Exercise objective => Present each of the rows below as a numbered list, leaving out any blank lines.

(Dataset rows)
==============================
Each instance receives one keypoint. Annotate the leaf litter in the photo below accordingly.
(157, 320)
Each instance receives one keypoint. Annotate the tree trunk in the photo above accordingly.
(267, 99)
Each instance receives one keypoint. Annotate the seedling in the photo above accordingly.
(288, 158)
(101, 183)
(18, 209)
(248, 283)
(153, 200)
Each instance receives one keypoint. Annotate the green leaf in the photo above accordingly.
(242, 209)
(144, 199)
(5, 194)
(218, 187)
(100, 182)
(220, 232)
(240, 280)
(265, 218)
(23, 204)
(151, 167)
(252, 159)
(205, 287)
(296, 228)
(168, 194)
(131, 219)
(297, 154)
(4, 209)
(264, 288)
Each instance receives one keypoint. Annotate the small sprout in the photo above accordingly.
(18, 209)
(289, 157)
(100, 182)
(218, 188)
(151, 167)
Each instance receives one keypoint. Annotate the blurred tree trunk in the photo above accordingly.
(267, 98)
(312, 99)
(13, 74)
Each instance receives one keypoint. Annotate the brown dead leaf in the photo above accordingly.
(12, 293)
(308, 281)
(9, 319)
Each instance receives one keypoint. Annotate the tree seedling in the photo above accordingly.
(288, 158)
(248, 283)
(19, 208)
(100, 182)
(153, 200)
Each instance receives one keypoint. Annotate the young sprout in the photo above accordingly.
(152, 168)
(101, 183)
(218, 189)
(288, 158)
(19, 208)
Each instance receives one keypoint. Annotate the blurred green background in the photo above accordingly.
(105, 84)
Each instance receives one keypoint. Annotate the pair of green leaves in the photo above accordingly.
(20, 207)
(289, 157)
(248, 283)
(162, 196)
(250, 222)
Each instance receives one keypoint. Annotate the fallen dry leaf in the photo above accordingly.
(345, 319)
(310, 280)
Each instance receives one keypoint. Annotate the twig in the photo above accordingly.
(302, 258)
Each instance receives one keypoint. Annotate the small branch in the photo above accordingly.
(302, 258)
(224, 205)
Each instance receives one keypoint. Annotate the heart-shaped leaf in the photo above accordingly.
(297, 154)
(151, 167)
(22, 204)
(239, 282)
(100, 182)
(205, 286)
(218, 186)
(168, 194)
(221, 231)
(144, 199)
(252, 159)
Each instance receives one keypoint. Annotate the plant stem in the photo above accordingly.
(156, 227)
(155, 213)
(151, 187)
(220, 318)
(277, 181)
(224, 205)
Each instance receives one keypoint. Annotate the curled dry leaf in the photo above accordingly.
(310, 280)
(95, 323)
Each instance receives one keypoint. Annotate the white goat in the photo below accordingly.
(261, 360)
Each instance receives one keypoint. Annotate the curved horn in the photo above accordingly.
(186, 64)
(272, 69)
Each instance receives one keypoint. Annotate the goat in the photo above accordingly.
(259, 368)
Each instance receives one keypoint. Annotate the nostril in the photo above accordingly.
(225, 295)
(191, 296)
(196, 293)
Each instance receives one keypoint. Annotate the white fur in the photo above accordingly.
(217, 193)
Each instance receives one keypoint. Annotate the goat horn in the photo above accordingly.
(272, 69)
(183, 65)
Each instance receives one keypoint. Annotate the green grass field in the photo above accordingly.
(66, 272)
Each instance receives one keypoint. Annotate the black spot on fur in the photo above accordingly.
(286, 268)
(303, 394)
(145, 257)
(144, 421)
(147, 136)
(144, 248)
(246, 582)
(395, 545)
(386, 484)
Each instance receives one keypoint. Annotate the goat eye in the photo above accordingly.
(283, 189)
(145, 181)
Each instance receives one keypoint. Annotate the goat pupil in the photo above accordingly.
==============================
The response =>
1. Each instance receives one keypoint. Annotate the leaf litter in the photo below accordingly.
2. (157, 320)
3. Each instance receives one keypoint. Annotate the tree trunk in the photo above accordingly.
4. (267, 99)
5. Each instance receives one keypoint. Annotate the seedling in the photo above accordingly.
6. (288, 158)
7. (101, 183)
8. (18, 209)
9. (248, 283)
10. (153, 200)
11. Each instance receives one keypoint. Annotate the green leaf in the photo above accordingly.
12. (242, 209)
13. (144, 199)
14. (5, 194)
15. (218, 187)
16. (100, 182)
17. (220, 232)
18. (240, 280)
19. (265, 218)
20. (23, 204)
21. (151, 167)
22. (252, 159)
23. (205, 287)
24. (296, 228)
25. (168, 194)
26. (131, 219)
27. (297, 154)
28. (4, 209)
29. (264, 288)
30. Each instance receives one keypoint. Annotate the small sprout in the photo above accordingly.
31. (18, 209)
32. (289, 157)
33. (100, 182)
34. (218, 188)
35. (151, 167)
36. Each instance receives one keypoint. Annotate the blurred tree trunk in the photo above accordingly.
37. (267, 98)
38. (312, 99)
39. (13, 74)
40. Each instance receives one keypoint. Annotate the brown dead leaf in the photo above accordingly.
41. (12, 293)
42. (308, 281)
43. (9, 319)
44. Each instance receives one keypoint. Annotate the tree seedling in the photo above accordingly.
45. (288, 158)
46. (248, 283)
47. (19, 208)
48. (100, 182)
49. (153, 200)
50. Each instance receives one keypoint. Annotate the young sprout in the photo above accordingly.
51. (152, 168)
52. (101, 183)
53. (218, 189)
54. (288, 158)
55. (19, 208)
56. Each instance receives one keypoint. Annotate the blurred green background in the photo above accordingly.
57. (105, 84)
58. Each instance receives one keypoint. Annotate the pair of green leaves in the photo above accordingly.
59. (20, 207)
60. (289, 157)
61. (248, 283)
62. (162, 196)
63. (250, 222)
64. Each instance receives one keypoint. Annotate the fallen dry leaf in the photo above accordingly.
65. (345, 319)
66. (310, 280)
67. Each instance receives one keypoint. Annotate the twig in the photo above accordingly.
68. (302, 258)
69. Each instance receives one keypoint. Annotate the small branch in the photo above accordingly.
70. (302, 258)
71. (224, 205)
72. Each instance receives one keypoint. Annotate the heart-shaped leaf in the photo above accordingly.
73. (297, 154)
74. (151, 167)
75. (22, 204)
76. (239, 282)
77. (100, 182)
78. (205, 286)
79. (218, 186)
80. (168, 194)
81. (221, 231)
82. (144, 199)
83. (252, 159)
84. Each instance receives one keypoint. Annotate the plant stem in the photo above accordingly.
85. (156, 227)
86. (155, 213)
87. (151, 187)
88. (220, 318)
89. (277, 181)
90. (224, 205)
91. Each instance receives one keypoint. Annotate the curled dry leaf in the photo above accordingly.
92. (310, 280)
93. (95, 323)
94. Each instance receives one keypoint. Annotate the white goat in the photo below accordingly.
95. (261, 360)
96. Each instance receives one keypoint. Annotate the curved horn in the photo above accordingly.
97. (186, 64)
98. (272, 69)
99. Each instance receives one keypoint. Annotate the goat in the photo above accordingly.
100. (259, 368)
101. Each instance receives one keypoint. Annotate the nostril in the photo above accordingly.
102. (225, 295)
103. (191, 296)
104. (196, 293)
105. Each instance receives one keypoint. Annotate the white fur in the photo above accordingly.
106. (217, 193)
107. Each instance receives one keypoint. Annotate the goat horn in the photo above accordingly.
108. (272, 69)
109. (183, 65)
110. Each instance receives one keypoint. Annotate the green grass field in the photo above accordingly.
111. (66, 272)
112. Each instance receives one keypoint. Annotate the black spot on fur in the photo above accordingly.
113. (286, 268)
114. (303, 394)
115. (145, 257)
116. (144, 421)
117. (147, 136)
118. (144, 248)
119. (246, 582)
120. (395, 545)
121. (386, 484)
122. Each instance receives one keypoint. Annotate the goat eye in the photo above accordingly.
123. (283, 189)
124. (145, 181)
125. Each instance receives one keypoint. Annotate the goat pupil in the photo above accordingly.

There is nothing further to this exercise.